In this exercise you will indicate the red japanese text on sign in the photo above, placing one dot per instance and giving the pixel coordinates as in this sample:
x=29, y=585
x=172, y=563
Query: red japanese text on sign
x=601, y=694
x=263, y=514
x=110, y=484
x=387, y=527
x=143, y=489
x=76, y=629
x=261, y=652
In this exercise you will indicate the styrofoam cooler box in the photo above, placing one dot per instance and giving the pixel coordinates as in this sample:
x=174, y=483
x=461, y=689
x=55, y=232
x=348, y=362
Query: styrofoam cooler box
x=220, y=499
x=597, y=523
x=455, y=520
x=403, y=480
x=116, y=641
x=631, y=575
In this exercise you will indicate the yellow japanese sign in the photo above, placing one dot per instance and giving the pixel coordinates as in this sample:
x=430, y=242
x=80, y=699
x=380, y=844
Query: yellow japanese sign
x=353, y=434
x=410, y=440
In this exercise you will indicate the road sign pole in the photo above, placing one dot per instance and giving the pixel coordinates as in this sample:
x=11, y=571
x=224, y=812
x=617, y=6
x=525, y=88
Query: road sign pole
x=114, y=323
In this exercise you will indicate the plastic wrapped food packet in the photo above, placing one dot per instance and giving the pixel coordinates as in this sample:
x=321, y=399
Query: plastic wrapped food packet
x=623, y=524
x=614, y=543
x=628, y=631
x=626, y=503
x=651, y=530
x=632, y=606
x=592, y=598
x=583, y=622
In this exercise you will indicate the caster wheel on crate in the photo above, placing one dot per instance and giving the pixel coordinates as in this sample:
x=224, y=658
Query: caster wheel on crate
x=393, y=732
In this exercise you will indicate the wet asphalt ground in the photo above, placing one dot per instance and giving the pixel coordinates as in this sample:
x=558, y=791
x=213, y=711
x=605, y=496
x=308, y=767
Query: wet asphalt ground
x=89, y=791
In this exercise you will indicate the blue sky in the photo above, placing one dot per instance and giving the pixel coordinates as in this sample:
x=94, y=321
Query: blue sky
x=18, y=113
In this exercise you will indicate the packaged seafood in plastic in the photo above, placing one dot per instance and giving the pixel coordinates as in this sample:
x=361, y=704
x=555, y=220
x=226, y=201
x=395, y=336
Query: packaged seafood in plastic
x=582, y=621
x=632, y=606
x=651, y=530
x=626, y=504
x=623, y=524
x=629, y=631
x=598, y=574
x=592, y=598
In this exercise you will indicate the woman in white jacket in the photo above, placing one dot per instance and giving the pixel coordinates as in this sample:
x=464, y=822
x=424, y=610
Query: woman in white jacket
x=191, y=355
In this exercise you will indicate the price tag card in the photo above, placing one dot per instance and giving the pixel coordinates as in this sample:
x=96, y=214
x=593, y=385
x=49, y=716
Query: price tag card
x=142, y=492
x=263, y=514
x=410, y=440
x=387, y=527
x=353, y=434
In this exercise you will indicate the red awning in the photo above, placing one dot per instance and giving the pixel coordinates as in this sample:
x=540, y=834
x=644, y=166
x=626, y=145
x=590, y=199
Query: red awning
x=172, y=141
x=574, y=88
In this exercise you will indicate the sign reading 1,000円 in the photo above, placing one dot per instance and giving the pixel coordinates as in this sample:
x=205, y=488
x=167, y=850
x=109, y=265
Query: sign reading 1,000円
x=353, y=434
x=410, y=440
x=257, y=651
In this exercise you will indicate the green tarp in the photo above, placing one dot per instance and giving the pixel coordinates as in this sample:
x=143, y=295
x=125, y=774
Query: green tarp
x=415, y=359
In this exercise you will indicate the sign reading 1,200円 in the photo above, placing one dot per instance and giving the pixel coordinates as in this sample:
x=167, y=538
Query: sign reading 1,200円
|---|
Rewrite all of the material above, changing every "one dot per instance" to "a single dot for each instance" and leaving the rest unchanged.

In this exercise you will indicate the red japanese text on sign in the photo above, placing a single dot for each instance and giving the pixel coordinates as in this sample:
x=29, y=585
x=172, y=563
Query: red japanese text on sign
x=601, y=694
x=263, y=514
x=110, y=484
x=387, y=527
x=143, y=489
x=76, y=629
x=261, y=652
In this exercise you will indicate the styrofoam cooler box in the photo above, placing a single dot for each instance and giving the pixel coordinates as in this sample:
x=174, y=483
x=461, y=689
x=55, y=232
x=348, y=362
Query: styrofoam cooler box
x=220, y=499
x=597, y=523
x=455, y=520
x=403, y=480
x=116, y=641
x=631, y=575
In this exercise you will indicate the yellow japanese sign in the photo above, placing a single dot for each instance and giving the pixel coordinates as in this sample:
x=430, y=242
x=80, y=699
x=380, y=844
Query: yellow japanese sign
x=353, y=434
x=410, y=440
In this exercise you will indicate the road sign pole in the photo above, placing a single dot for each instance and giving the pixel coordinates as in this sample:
x=11, y=571
x=224, y=812
x=617, y=6
x=525, y=88
Query: road sign pole
x=114, y=323
In this exercise you will indicate the plastic wrapped food packet in the photo above, placing a single dot for each instance and giving the pixel coordinates as in this sample:
x=321, y=399
Query: plastic wrapped food packet
x=623, y=524
x=614, y=543
x=628, y=631
x=626, y=503
x=651, y=530
x=632, y=606
x=592, y=598
x=583, y=622
In this exercise you will indicate the caster wheel on crate in the photo above, placing a single dot for each instance and giving the pixel coordinates as in this sample:
x=224, y=658
Query: caster wheel on crate
x=393, y=732
In this exercise you will indicate the wet asphalt ground in the photo above, placing a single dot for each instance and giving the pixel coordinates as in this sample:
x=558, y=791
x=213, y=711
x=605, y=496
x=308, y=767
Query: wet asphalt ground
x=89, y=791
In this exercise you will indicate the blue sky in the photo above, placing a single dot for each instance and giving the pixel coordinates as in this sample:
x=94, y=321
Query: blue sky
x=18, y=113
In this exercise you will indicate the packaged seafood in plastic in the photo above, placing a single dot for each instance and giving the pixel coordinates as in this sample:
x=361, y=704
x=555, y=220
x=226, y=201
x=395, y=336
Query: packaged seafood in plastic
x=582, y=621
x=632, y=606
x=651, y=530
x=626, y=504
x=623, y=524
x=629, y=631
x=598, y=574
x=592, y=598
In this exercise you will indicate the woman in white jacket in the photo above, placing a single dot for each instance and giving the pixel coordinates as in this sample:
x=464, y=822
x=424, y=610
Query: woman in white jacket
x=191, y=355
In this exercise you will indicate the price tag card in the photo above, placing a single dot for each instance and giving the pixel coordinates as in this sample:
x=96, y=214
x=593, y=385
x=49, y=716
Query: price tag card
x=142, y=492
x=263, y=514
x=410, y=440
x=387, y=527
x=353, y=434
In this exercise you will indicate the red awning in the photo above, placing a single dot for each instance and giving the pixel coordinates as in this sample:
x=540, y=834
x=644, y=166
x=626, y=145
x=590, y=199
Query: red awning
x=172, y=141
x=574, y=88
In this exercise you will indicate the sign reading 1,000円 in the photo above, placing a single dot for each instance and giving the pixel coordinates as in this sample:
x=205, y=488
x=167, y=850
x=109, y=265
Query: sign reading 1,000円
x=353, y=434
x=410, y=440
x=257, y=651
In this exercise you will indicate the green tarp in the photo above, placing a single dot for each instance and giving the pixel coordinates as in this sample:
x=143, y=295
x=125, y=774
Query: green tarp
x=415, y=359
In this exercise you will indicate the sign reading 1,200円 in the photo above, placing a single dot for each instance and giving the pixel coordinates as in this sample:
x=167, y=538
Query: sign reading 1,200円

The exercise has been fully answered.